[Saved data entries]
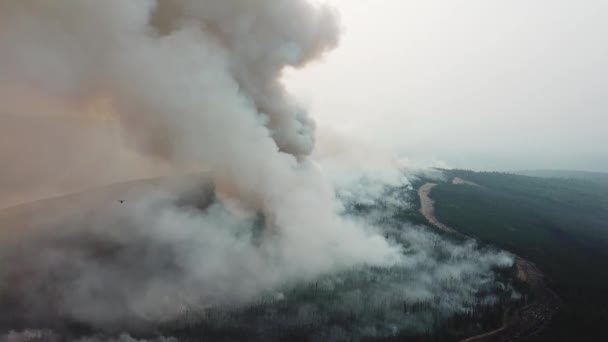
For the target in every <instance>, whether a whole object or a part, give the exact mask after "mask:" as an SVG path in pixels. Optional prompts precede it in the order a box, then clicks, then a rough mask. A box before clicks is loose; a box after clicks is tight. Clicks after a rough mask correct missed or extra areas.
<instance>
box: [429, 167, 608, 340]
mask: <svg viewBox="0 0 608 342" xmlns="http://www.w3.org/2000/svg"><path fill="white" fill-rule="evenodd" d="M444 174H445V176H446V178H445V181H442V182H439V183H440V184H439V185H438V186H437V187H435V189H434V190H433V192H432V193H431V197H432V198H433V199H434V200H435V202H436V203H435V208H436V216H437V217H438V218H439V220H440V221H442V222H444V223H446V224H447V225H449V226H451V227H454V228H456V229H457V230H459V231H460V232H462V233H464V234H467V235H469V236H473V237H475V238H478V239H479V240H480V241H482V242H485V243H489V244H492V245H495V246H498V247H500V248H504V249H506V250H508V251H511V252H514V253H516V254H519V255H521V256H523V257H525V258H527V259H529V260H531V261H533V262H535V263H536V264H537V265H538V266H539V267H540V268H541V269H542V270H543V272H544V273H545V274H546V276H547V281H548V285H549V286H550V287H551V288H552V289H553V290H554V291H555V292H556V293H557V294H558V295H559V296H560V297H561V299H562V300H563V307H562V308H561V310H560V311H559V313H558V314H557V315H556V316H555V317H554V319H553V320H552V322H551V324H550V325H549V327H548V328H547V329H545V330H544V331H543V332H542V333H540V334H537V335H535V336H532V337H530V338H529V340H530V341H607V340H608V332H607V330H606V324H608V292H606V291H607V289H608V182H605V181H604V179H606V178H605V175H604V176H602V174H584V175H583V176H585V177H576V178H574V177H572V174H569V173H566V174H564V173H562V174H561V176H559V177H558V175H556V174H546V175H548V176H550V177H547V178H540V177H529V176H522V175H514V174H506V173H496V172H472V171H464V170H444ZM579 175H580V174H579ZM456 177H458V178H461V179H464V180H466V181H468V182H472V183H475V184H476V185H475V184H470V183H469V184H453V182H452V180H453V179H454V178H456ZM434 182H437V181H434Z"/></svg>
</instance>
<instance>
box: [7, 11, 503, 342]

_ASSIGNMENT:_ Only a number is needed here: how many lines of the data include the word "instance"?

_RESPONSE:_ 4